Provided records:

◇ ◇ ◇

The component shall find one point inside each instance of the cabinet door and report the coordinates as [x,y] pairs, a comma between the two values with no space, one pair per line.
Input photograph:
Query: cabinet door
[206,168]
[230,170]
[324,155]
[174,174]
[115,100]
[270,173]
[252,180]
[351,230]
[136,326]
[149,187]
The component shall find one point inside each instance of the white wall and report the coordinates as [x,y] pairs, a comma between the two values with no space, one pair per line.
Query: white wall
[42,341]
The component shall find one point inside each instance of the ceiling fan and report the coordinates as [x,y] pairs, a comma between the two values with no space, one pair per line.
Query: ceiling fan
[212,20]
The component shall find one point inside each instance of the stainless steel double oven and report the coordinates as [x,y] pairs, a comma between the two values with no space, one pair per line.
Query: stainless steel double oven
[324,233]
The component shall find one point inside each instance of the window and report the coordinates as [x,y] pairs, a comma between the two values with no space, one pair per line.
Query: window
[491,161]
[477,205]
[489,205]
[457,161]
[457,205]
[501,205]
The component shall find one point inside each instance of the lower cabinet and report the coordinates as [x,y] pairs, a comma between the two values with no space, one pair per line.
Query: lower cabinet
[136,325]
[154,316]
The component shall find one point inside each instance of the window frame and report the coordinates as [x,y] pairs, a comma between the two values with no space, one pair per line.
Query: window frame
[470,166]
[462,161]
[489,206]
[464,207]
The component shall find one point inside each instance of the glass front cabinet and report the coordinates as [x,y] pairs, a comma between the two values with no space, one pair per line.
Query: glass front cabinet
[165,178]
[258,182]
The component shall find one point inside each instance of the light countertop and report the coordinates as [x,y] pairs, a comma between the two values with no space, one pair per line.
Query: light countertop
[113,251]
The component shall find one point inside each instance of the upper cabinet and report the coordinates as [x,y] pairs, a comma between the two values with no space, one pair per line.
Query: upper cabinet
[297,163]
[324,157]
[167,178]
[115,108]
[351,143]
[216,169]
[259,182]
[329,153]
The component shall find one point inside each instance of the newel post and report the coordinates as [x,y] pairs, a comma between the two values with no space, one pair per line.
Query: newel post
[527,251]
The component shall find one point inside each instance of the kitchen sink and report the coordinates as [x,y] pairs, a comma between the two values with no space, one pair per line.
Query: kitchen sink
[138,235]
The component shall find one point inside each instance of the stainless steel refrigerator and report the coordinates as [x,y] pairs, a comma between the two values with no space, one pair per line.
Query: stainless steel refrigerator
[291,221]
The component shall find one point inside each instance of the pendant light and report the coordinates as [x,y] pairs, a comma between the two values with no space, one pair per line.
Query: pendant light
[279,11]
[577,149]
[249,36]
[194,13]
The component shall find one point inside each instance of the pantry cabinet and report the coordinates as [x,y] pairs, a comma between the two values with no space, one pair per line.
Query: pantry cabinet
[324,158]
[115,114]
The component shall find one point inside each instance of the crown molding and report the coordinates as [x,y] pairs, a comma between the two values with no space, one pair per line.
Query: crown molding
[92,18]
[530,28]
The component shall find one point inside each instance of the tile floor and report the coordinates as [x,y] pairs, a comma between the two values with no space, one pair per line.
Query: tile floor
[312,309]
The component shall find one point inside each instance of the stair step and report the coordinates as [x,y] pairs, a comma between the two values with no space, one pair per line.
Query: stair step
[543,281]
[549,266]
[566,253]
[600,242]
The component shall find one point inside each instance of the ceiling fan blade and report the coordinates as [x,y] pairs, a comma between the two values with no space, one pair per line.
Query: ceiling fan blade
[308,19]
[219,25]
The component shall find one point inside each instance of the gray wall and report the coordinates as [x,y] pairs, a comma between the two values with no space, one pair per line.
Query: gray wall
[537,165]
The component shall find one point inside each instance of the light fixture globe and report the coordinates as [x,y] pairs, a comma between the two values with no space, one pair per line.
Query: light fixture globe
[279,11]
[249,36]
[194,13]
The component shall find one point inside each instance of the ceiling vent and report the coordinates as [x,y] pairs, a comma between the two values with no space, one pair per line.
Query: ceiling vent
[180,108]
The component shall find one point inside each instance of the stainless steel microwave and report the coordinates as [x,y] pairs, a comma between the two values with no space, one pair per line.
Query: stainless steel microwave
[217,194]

◇ ◇ ◇

Leave out every line before the one containing "of the gray". Transcribe that line and all lines after it through the end of the data above, exactly.

The component shall find one point inside each instance of the gray wall and report the coordinates as [x,y] pairs, a comma between the two values with no space, one pair per line.
Query: gray wall
[537,165]
The component shall find one point inside each instance of the light fixture globe and report the coordinates as [x,y] pairs, a comma between the two values with no space, one pair per line.
Query: light fixture globe
[279,11]
[249,36]
[194,13]
The component shall find one point inside each instance of the ceiling vent and report the coordinates as [x,y] pairs, a comma between the two values with no space, one pair per line.
Query: ceiling vent
[180,108]
The component shall find one point inside each instance of the stainless steel microwave and report the coordinates as [x,y] pairs, a comma between the two values with no space, one pair per line.
Query: stainless steel microwave
[217,194]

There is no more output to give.